• [Text segment]:
THINK-ISRAEL

DEMOCRATS SHOULDN’T DISMISS NUNES’ SPYING CLAIMS SO QUICKLY

by David Harsanyi

Liberals have been warning us for years about “incidental collection”

nunes
Devin Nunes

House Intelligence Committee Chairman Devin Nunes told reporters yesterday[1] that members of Donald Trump's presidential transition team -- and possibly Trump himself -- may have been caught up in surveillance during the last days of the Obama administration. Nunes says the surveillance, by both the FBI and NSA, looked to be legal "incidental collection" that had nothing to do with concerns over Russia collusion.

If true, this isn't the wiretapping of Trump Towers, as Trump claimed in his infamous tweet[2] a few weeks ago, but it is spying in any commonly understood sense of the word. The NSA routinely listens to calls and reads emails of Americans and collects other data "incidentally" from third parties, avoiding warrants. Section 702 of the Foreign Intelligence Surveillance Act, which has been found constitutional, states[3] that government doesn't need a warrant to collect information on Americans as long as the target of the collection is a foreigner.

That's one thing. But if we're to believe Nunes, the[4] names of Trump associates were "unmasked," and "details with little or no apparent foreign intelligence value, were widely disseminated in intelligence community reporting." CNN is reporting[5] that some of the communications picked up were of Trump transition officials talking about the president's family. What possible need was there for those details to be passed around in an intelligence report? Who ordered the unmasking of the people involved? Was the information properly minimized? If the investigation wasn't aimed at collusion with the Russians, what investigation ensnared the president-elect and his transition team?

While the answers might not vindicate Trump, they are legitimate questions.

If it turns out intel wasn't properly minimized, this is the kind of abuse that civil libertarians have long warned undermines Americans' privacy, a Fourth Amendment right. Many Democrats (and a few Republicans)[6] have been warning about the exploitation of 702 for years. Only last year,[7] Minnesota Sen. Al Franken admitted that "information that we get through 702 can be misused." The American Civil Liberties Union also opposes it ("We Must Rein in President Trump's Spying Powers" says[8] one headline. Right.).

Some Senate Democrats specifically worried that the NSA could spy on politicians. The case of former Rep. Jane Harman illustrates that it's probably easier to smear a politician than to blackmail one.[9] But in 2014, Sen. Bernie Sanders sent a letter to then-NSA Director Keith Alexander[10] asking him whether NSA had spied on members of Congress "or other American elected officials." Spying, he wrote, gathers "any other data from a third party not made available to the general public in the regular course of business," among other things.

We can argue with this definition of spying if you like, but the NSA's public affairs office answered:[11] "NSA's authorities to collect signals intelligence data include procedures that protect the privacy of U.S. persons. Such protections are built into and cut across the entire process. Members of Congress have the same privacy protections as all U.S. persons."

• [Given instruction]:
Answer these questions about the article on Nunes' spying claims, one per line:
1. Which two agencies carried out the surveillance that Nunes described?
2. In what year did Sen. Bernie Sanders write to the NSA director, and who held that post then?
3. Which senator admitted that information obtained through 702 "can be misused"?

• [Record list]:
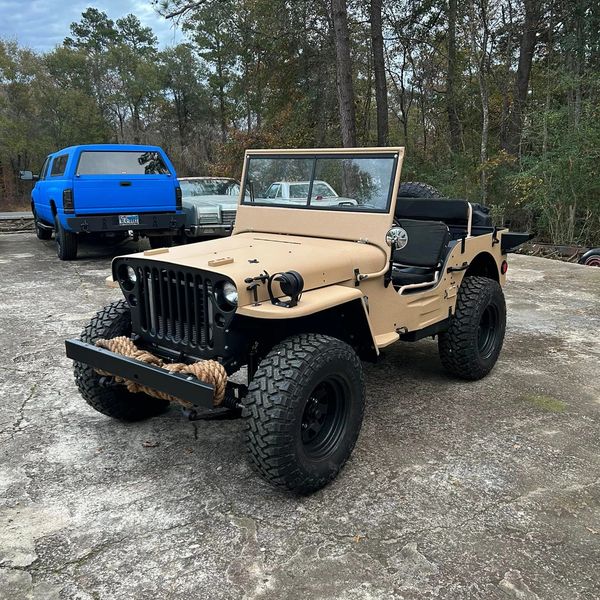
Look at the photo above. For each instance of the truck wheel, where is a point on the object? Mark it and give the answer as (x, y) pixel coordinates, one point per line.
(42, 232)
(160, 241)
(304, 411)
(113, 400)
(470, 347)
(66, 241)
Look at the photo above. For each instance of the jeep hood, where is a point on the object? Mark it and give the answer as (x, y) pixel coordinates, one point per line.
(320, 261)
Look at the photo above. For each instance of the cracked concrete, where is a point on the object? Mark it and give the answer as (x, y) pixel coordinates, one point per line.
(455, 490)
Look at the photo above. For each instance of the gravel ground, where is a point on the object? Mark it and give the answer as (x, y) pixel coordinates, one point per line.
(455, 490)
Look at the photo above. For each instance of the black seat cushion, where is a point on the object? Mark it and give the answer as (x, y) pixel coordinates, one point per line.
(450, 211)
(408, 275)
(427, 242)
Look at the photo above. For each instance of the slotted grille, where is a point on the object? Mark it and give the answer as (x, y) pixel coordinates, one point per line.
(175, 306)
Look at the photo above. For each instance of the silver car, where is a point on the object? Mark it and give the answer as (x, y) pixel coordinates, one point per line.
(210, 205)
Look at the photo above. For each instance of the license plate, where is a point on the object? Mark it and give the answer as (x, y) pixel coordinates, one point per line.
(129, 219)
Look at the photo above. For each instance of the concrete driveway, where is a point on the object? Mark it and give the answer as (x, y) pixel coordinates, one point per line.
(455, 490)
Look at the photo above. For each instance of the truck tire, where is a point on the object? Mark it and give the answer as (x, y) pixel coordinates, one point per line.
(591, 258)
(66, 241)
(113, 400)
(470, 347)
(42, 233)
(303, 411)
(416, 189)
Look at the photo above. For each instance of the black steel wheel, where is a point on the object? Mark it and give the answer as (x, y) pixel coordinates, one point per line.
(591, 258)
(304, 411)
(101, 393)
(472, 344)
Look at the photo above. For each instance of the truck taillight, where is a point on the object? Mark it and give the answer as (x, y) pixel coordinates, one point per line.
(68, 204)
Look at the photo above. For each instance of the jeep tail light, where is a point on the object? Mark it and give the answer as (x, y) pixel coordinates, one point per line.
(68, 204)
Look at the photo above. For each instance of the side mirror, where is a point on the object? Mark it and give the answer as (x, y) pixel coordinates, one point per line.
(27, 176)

==

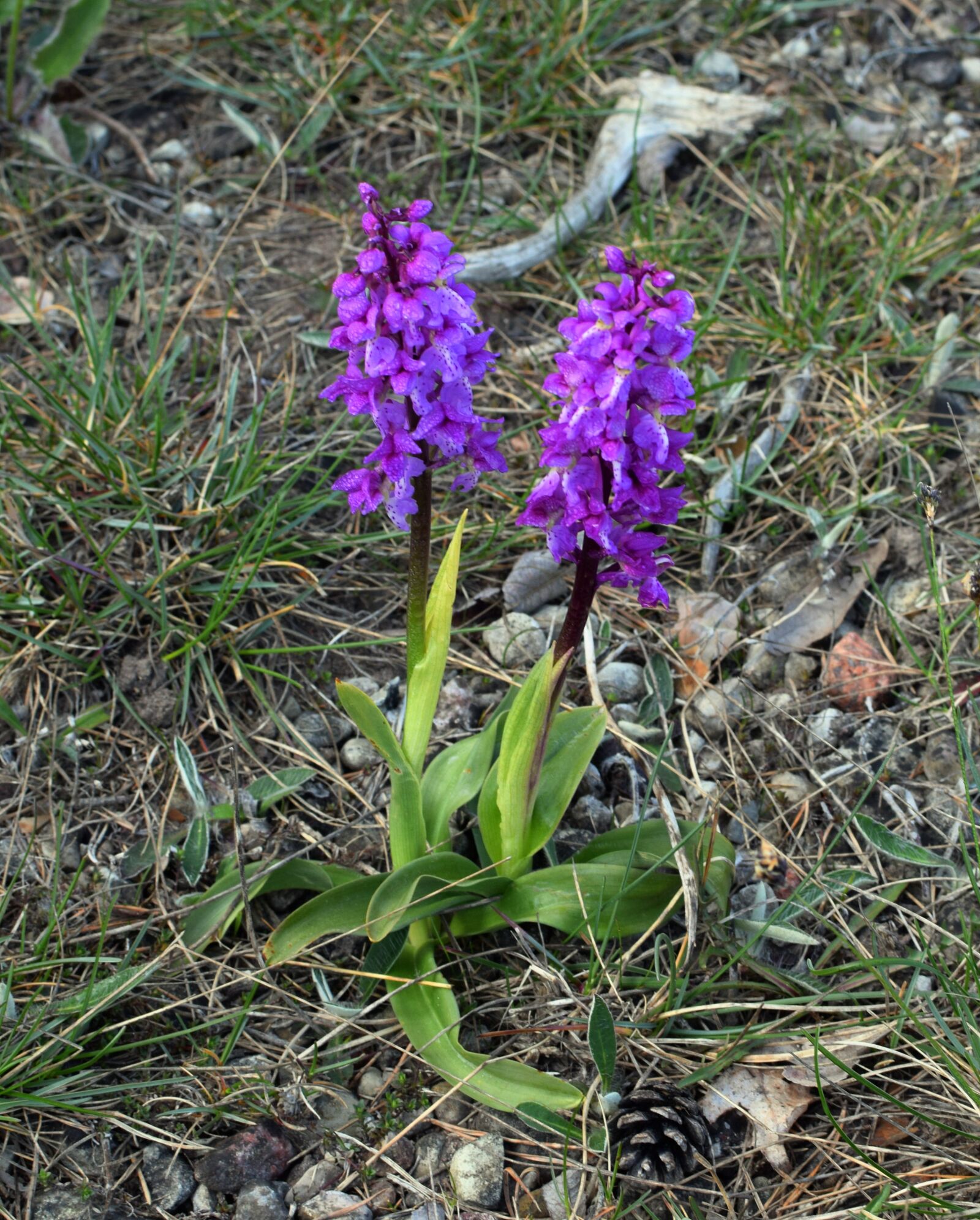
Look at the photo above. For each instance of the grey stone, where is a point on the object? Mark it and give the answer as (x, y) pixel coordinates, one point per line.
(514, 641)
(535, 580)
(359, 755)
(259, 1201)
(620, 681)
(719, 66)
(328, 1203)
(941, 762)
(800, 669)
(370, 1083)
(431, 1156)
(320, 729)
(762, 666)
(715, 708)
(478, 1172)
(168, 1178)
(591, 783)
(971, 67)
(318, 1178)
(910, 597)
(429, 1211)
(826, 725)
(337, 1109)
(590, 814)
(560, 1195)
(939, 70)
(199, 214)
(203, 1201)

• [Final result]:
1. The FBI and the NSA.
2. 2014, and the director was Keith Alexander.
3. Minnesota Sen. Al Franken.